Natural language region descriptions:
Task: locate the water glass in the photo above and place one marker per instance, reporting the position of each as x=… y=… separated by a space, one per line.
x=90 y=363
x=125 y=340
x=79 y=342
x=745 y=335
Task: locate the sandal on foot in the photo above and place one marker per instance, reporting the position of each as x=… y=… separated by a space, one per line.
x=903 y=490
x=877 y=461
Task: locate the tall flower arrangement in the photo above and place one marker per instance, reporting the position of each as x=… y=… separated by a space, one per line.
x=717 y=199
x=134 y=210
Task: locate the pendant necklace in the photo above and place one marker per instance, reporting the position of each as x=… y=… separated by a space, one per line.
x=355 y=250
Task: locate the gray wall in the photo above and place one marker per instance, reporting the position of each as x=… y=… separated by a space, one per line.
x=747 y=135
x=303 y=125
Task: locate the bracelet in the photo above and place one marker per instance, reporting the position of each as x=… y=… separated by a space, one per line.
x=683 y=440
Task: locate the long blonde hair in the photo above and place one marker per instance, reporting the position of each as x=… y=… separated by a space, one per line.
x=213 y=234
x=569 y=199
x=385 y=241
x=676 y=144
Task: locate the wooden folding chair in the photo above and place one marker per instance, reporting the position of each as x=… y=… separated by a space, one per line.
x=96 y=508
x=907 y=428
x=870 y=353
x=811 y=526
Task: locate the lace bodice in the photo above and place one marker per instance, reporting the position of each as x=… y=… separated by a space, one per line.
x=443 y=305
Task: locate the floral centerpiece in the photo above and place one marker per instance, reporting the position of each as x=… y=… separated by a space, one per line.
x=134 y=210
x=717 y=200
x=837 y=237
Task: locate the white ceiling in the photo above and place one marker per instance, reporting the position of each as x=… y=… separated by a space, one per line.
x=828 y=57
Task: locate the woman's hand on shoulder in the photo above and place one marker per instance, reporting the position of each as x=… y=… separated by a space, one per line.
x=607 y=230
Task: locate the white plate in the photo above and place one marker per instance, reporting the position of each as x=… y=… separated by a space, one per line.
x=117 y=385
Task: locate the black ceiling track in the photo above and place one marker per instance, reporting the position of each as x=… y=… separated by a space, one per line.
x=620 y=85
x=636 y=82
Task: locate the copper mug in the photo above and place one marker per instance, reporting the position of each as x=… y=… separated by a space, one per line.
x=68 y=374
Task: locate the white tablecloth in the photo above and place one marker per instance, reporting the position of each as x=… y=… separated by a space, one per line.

---

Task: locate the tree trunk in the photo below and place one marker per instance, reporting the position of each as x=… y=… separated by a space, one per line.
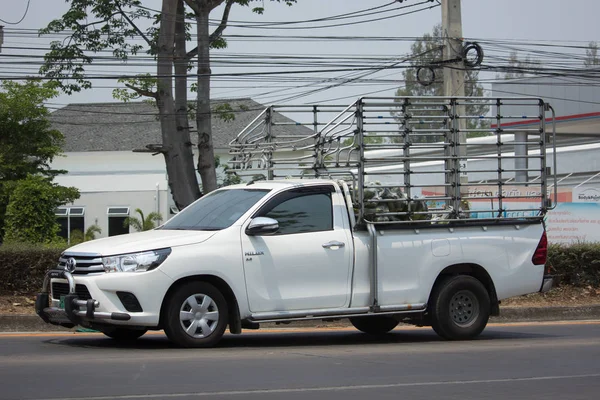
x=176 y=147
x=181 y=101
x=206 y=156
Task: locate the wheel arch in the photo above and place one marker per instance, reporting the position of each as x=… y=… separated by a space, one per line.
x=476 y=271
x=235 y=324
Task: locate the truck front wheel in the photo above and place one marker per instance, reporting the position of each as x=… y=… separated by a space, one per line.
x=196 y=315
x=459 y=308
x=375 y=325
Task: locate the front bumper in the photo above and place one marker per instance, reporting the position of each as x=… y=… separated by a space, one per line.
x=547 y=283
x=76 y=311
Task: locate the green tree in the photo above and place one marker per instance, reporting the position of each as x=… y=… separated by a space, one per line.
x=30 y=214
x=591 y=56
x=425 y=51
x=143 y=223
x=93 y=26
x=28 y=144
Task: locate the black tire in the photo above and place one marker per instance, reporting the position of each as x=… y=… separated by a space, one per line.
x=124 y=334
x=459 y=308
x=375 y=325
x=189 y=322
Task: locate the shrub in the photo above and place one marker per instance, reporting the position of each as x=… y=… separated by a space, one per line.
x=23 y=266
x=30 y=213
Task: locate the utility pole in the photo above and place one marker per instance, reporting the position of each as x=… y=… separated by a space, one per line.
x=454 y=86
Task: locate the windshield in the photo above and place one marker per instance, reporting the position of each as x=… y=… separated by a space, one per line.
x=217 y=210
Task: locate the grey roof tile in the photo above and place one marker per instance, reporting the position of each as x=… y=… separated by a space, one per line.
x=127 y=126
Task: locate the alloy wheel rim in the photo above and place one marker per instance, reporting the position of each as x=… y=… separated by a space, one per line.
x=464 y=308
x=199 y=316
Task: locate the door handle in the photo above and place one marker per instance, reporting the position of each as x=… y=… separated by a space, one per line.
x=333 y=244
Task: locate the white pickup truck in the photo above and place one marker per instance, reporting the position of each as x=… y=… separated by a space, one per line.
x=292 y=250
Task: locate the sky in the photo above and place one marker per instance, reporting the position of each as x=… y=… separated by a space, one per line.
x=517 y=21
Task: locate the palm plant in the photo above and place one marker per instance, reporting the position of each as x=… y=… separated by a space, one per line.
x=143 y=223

---

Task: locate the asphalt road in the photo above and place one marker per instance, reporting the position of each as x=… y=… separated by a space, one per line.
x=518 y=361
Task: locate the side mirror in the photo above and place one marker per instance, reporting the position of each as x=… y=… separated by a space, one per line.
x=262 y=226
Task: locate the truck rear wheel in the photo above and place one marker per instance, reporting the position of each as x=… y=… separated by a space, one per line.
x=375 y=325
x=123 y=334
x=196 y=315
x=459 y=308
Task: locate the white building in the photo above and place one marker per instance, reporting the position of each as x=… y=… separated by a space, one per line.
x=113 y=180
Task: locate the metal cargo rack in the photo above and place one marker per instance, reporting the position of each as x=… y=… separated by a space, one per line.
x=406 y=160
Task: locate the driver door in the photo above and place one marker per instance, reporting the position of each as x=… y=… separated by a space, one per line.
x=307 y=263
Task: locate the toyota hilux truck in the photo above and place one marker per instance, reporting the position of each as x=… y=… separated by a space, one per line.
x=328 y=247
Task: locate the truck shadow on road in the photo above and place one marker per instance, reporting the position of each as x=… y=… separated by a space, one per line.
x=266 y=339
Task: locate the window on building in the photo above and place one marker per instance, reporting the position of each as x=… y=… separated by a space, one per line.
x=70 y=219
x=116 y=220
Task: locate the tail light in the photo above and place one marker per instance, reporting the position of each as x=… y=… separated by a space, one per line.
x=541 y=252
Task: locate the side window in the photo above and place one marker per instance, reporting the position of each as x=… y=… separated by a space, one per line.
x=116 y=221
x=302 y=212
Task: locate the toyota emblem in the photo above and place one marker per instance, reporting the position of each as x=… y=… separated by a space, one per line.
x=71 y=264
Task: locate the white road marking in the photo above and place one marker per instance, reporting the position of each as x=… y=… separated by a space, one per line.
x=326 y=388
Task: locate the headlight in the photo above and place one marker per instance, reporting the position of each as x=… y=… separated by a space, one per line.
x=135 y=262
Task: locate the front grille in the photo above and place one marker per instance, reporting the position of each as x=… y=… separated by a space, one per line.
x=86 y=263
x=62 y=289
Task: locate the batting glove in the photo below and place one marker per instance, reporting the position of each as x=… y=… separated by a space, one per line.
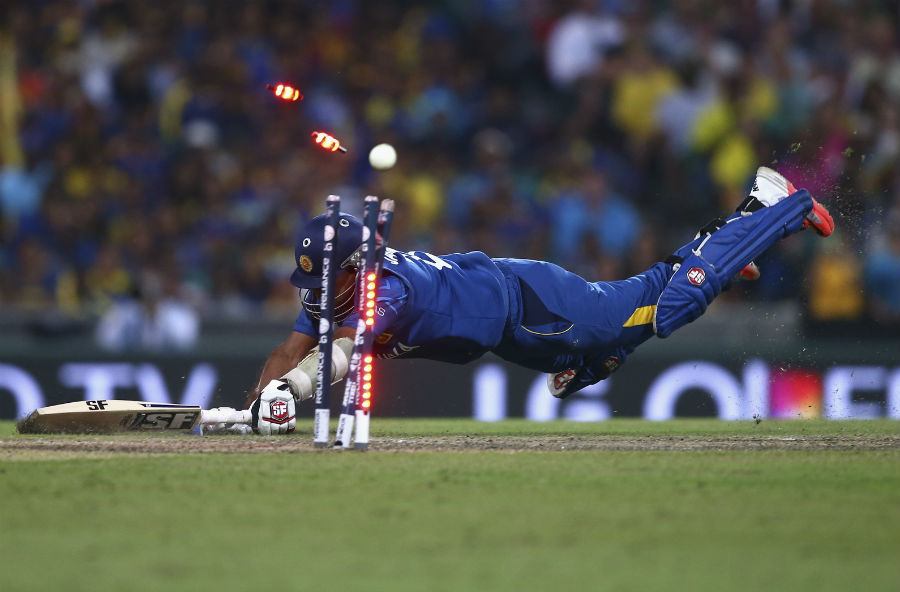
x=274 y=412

## What is expected
Write out exactly the lines that fall from the line with "Task: locate the white ceiling" to the line with "Task: locate the white tablecloth" in the records above, keeping both ends.

## Output of the task
Task: locate the white ceiling in the photo above and place one marker per instance, reporting the position of each as x=… y=… separated by a space, one per line.
x=828 y=57
Task: locate the woman's hand on shoulder in the photo above and place one marker per instance, reporting the position of each as x=… y=… separated by a space, one per line.
x=607 y=230
Task: locate the white plate in the photo above and place one marker per instance, reporting the position of each as x=… y=… separated by a space, one per line.
x=117 y=385
Task: locate the black ceiling track in the photo above and place one marker per instance, reporting the position of each as x=… y=… separated by a space, one per line.
x=620 y=85
x=636 y=82
Task: locate the copper mug in the photo above and place one marker per instance, reporting the position of each as x=… y=… separated by a space, one per line.
x=68 y=374
Task: locate the white tablecloth in the photo above and place one marker per instance, reporting the position of each as x=… y=… separated by a space, one per line.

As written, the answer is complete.